▶ **GIVEN PASSAGE**

##########

Those who lived during times of war and oppression were remembered.
Attendees moved to Cobo Community Centre afterwards for tea, nibbles and a natter.
Winds in 2019 and last year’s cancellation due to Covid restrictions meant it was the Rev. Scott Lamb’s first year on the slipway. He said it was wonderful to see it so well attended.
‘It is a very short service as an act of worship for our freedom and peace, praying that it may continue.’
Hosting parish events was said to bring the community together.
The Rev. Beverley Herve said blessing the fishing community continues a long-standing tradition.
‘St Matthew’s Church was built for the fishermen, so that they didn’t have to go to Castel [Parish Church].’
Paul Fairclough has attended for 40 or 50 years.
‘It’s a brilliant, wonderful, fantastic celebration of Liberation and absolutely gets better each year,’ he said.
Paul Benstead and Matt Le Page installed the flag, this year including an additional Guernsey Together variety.
Mr Le Page said it was his first time. The flag must be replaced annually after exposure to the elements.
‘I’ve been asking about it for seven or eight years. It’s quite an honour really.’
Attendees were supported by a choir to sing Sarnia Cherie and God Save The Queen.
Chorister Jem Guilbert said: ‘I love the tradition of Liberation Day and that Guernsey has its own holiday. My grandfather, Harold Guilbert, stayed in Guernsey during the Occupation.’
Three cheers were given at the end of the service.

##########

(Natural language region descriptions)
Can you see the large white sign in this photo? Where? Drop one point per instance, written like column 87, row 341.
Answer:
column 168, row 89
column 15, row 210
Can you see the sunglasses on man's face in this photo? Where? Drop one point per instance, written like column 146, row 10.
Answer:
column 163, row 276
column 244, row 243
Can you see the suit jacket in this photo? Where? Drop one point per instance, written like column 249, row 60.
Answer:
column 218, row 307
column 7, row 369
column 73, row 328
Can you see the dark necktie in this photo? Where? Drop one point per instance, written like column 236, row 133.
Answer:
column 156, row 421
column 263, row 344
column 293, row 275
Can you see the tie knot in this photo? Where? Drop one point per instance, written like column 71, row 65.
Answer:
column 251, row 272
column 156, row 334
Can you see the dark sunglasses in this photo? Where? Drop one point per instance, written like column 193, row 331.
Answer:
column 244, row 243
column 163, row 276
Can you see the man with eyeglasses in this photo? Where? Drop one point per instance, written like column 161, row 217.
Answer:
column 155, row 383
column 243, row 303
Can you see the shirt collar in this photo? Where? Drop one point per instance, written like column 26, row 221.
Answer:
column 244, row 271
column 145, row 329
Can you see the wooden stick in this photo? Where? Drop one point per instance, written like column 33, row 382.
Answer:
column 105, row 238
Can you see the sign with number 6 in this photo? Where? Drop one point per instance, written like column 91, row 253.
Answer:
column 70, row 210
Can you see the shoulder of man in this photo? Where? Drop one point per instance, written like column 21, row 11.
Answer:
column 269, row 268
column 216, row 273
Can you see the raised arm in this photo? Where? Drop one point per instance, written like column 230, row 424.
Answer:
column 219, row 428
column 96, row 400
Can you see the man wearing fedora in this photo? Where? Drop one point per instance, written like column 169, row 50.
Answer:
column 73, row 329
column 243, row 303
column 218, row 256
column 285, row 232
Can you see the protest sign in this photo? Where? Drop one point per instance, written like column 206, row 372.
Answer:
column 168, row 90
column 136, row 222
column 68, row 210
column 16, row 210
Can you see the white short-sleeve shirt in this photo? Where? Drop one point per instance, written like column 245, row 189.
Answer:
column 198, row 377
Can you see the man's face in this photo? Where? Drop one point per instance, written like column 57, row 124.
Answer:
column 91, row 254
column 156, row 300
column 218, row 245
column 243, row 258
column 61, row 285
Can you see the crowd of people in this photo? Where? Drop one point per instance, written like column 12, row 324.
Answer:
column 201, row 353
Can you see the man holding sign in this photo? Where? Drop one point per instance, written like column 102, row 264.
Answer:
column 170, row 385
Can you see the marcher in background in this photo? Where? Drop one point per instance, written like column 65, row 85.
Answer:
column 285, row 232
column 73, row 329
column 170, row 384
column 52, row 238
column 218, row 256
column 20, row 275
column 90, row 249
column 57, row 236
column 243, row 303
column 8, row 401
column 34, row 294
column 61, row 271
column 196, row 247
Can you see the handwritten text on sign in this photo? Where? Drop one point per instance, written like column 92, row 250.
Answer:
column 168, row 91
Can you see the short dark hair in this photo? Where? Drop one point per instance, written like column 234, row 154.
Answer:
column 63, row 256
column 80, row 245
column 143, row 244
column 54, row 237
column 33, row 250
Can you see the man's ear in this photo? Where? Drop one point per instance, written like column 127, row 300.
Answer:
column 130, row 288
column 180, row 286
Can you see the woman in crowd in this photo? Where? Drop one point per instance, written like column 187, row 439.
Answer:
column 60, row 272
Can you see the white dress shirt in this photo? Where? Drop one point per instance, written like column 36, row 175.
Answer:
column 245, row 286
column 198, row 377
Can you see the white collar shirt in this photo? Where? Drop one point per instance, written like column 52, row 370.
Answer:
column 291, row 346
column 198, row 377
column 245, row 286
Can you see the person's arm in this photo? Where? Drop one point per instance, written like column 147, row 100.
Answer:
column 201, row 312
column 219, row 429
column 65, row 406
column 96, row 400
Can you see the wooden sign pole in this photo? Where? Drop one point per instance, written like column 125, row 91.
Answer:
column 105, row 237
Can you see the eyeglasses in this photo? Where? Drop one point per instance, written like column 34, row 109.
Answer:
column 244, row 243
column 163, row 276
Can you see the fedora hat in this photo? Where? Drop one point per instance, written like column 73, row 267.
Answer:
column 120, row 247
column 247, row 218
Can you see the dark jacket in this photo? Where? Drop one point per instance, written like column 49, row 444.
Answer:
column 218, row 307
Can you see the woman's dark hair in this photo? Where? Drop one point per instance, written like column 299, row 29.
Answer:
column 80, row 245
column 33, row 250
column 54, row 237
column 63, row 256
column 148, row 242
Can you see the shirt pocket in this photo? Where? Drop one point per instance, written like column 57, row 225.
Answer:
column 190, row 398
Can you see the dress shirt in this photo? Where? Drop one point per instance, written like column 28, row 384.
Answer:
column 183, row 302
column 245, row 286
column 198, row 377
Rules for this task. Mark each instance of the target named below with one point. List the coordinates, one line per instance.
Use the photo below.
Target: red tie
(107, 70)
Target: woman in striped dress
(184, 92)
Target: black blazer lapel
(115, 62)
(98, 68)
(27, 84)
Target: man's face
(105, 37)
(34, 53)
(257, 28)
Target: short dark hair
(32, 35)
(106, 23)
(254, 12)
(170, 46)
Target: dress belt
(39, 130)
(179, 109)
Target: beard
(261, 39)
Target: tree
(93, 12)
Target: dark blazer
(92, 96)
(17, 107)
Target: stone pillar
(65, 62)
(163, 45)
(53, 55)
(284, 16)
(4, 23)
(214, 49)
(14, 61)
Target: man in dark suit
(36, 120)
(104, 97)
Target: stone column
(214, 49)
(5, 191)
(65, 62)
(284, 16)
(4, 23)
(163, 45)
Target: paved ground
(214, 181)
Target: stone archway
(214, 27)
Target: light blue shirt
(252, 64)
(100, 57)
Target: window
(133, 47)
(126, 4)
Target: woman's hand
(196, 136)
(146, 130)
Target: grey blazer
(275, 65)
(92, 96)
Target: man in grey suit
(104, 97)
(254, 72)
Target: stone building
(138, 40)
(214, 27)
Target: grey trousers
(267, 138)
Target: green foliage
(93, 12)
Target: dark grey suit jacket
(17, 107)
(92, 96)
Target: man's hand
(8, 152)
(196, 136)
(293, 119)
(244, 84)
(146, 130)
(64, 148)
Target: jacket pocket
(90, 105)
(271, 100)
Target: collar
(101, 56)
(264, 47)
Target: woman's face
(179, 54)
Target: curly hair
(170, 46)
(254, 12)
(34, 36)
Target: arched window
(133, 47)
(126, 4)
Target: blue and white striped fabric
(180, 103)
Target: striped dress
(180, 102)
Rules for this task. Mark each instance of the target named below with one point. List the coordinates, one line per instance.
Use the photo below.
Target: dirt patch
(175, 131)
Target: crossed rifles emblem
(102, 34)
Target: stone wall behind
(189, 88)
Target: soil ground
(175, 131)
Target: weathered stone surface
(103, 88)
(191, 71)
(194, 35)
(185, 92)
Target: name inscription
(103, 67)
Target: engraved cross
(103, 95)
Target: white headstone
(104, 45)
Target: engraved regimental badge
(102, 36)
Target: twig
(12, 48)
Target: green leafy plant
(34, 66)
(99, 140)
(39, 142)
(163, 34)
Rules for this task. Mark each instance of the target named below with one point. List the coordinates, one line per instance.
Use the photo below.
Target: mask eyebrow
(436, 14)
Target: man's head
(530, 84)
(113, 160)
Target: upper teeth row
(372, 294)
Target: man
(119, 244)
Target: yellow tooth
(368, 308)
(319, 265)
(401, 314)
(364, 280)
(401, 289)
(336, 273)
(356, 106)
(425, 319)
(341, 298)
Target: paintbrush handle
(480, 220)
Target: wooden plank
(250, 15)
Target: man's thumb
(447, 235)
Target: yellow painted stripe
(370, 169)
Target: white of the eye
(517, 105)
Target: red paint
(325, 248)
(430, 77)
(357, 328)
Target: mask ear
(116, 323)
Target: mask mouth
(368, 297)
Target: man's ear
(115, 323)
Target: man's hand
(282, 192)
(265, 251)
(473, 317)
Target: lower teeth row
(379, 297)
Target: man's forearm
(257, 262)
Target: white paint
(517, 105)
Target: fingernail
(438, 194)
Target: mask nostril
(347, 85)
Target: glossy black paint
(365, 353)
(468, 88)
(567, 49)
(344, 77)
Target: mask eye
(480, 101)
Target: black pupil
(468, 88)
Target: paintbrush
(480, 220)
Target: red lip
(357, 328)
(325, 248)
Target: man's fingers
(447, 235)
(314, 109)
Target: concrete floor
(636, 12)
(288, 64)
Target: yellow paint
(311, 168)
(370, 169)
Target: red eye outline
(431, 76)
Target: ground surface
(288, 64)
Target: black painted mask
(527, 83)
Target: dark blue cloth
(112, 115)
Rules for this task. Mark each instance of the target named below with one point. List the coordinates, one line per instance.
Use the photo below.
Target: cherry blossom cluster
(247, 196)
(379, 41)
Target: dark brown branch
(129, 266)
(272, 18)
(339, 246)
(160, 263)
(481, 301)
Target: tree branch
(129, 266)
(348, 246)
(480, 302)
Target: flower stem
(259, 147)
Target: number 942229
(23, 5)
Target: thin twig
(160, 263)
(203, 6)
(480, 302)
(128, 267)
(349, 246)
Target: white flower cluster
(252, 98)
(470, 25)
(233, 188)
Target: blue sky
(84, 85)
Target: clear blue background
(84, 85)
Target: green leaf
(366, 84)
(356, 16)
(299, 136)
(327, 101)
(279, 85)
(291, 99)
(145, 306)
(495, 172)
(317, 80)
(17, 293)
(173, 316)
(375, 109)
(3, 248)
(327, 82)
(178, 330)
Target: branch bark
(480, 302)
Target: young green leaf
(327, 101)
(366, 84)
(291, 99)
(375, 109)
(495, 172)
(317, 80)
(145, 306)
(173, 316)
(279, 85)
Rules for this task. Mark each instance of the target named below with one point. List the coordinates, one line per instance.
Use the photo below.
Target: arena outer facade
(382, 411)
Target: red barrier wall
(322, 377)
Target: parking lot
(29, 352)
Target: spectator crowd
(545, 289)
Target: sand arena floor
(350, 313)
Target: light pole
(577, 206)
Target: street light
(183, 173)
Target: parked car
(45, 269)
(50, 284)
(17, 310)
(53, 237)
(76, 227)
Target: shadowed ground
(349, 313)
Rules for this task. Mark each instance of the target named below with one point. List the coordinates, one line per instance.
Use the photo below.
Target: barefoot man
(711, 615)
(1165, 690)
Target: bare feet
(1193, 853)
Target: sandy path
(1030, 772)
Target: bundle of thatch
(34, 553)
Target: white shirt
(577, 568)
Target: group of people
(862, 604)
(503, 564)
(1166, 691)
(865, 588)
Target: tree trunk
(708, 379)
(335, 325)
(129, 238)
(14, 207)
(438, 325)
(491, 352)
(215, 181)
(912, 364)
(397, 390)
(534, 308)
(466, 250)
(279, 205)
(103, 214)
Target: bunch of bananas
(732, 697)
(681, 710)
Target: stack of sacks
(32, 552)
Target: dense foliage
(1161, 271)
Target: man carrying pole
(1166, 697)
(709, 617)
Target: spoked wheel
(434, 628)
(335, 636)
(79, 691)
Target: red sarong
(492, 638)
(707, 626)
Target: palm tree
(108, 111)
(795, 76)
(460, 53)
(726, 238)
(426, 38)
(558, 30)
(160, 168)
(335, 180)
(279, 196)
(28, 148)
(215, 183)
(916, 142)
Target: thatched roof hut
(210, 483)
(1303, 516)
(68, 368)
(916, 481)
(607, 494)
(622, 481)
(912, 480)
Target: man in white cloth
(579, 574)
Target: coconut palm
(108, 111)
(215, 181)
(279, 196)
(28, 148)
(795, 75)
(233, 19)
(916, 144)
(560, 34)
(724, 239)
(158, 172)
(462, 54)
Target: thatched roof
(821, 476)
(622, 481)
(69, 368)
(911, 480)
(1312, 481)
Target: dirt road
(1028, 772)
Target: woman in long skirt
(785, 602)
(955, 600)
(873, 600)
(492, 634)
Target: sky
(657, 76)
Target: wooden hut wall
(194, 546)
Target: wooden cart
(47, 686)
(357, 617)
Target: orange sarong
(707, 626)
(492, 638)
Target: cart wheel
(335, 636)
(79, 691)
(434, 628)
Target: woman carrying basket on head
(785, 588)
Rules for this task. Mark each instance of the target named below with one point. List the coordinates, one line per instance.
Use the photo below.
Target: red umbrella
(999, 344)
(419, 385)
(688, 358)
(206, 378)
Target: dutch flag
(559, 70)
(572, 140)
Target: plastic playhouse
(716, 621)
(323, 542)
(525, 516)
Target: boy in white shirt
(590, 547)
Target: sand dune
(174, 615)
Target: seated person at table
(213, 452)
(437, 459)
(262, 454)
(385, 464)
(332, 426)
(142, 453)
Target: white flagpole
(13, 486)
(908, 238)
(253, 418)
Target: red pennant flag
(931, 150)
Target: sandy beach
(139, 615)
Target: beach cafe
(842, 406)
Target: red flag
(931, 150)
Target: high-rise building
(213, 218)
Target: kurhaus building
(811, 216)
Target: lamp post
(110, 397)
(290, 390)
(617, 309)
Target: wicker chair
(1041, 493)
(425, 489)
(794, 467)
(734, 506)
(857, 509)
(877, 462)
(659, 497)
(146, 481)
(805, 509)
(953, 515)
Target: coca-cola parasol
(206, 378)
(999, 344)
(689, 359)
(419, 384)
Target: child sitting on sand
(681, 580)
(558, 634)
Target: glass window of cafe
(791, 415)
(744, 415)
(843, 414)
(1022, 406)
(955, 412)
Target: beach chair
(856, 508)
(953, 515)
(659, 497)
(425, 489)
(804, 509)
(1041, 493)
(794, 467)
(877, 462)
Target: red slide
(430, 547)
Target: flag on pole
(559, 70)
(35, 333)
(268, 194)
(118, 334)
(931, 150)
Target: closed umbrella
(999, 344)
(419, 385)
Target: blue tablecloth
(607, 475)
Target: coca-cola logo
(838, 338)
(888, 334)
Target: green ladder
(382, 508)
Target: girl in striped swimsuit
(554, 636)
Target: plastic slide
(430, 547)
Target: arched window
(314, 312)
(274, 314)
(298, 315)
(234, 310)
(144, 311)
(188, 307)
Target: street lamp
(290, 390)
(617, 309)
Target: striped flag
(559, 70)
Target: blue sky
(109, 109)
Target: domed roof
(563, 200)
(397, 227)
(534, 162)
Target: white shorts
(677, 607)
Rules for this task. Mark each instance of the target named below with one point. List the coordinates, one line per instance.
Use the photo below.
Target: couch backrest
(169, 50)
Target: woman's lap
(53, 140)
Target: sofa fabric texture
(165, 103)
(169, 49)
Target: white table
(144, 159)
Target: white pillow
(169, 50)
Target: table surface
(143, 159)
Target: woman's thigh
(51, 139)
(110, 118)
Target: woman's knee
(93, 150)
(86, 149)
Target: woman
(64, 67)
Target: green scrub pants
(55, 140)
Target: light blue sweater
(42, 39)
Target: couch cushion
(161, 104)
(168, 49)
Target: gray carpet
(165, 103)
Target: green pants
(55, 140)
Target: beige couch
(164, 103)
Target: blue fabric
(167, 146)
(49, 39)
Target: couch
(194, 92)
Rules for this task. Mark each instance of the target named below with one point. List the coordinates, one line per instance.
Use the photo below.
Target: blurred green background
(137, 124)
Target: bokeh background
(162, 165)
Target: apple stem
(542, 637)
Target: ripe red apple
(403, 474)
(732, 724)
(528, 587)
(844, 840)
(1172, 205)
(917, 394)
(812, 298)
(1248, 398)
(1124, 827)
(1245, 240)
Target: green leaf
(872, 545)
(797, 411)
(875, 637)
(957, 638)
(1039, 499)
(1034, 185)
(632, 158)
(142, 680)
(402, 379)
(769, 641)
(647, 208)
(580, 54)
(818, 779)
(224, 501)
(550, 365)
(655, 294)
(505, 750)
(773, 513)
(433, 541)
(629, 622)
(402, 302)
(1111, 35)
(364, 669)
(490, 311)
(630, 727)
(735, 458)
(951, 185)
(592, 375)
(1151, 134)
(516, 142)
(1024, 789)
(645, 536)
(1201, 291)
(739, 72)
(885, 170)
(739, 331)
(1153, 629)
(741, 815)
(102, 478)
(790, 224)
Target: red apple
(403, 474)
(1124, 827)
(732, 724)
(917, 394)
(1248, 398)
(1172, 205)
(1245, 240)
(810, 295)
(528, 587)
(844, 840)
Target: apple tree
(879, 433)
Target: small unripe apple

##########

▶ **EXERCISE REQUIREMENTS**
[1] Answer these questions from the Liberation Day service article:
(a) Where did attendees go after the service?
(b) How long has Paul Fairclough attended?
(c) Which two songs did attendees sing with the choir's support?
[2] Say whether each statement agrees with the Liberation Day service article, quoting the deciding words:
(a) The Rev. Scott Lamb led the slipway service in 2019.
(b) The flag has to be replaced every year.
(c) Jem Guilbert's grandfather left Guernsey during the Occupation.

▶ **SOLUTION SET**
[1]
(a) Cobo Community Centre
(b) 40 or 50 years
(c) Sarnia Cherie and God Save The Queen

[2]
(a) No: "Winds in 2019 and last year’s cancellation due to Covid restrictions meant it was the Rev. Scott Lamb’s first year on the slipway."
(b) Yes: "The flag must be replaced annually after exposure to the elements."
(c) No: "My grandfather, Harold Guilbert, stayed in Guernsey during the Occupation."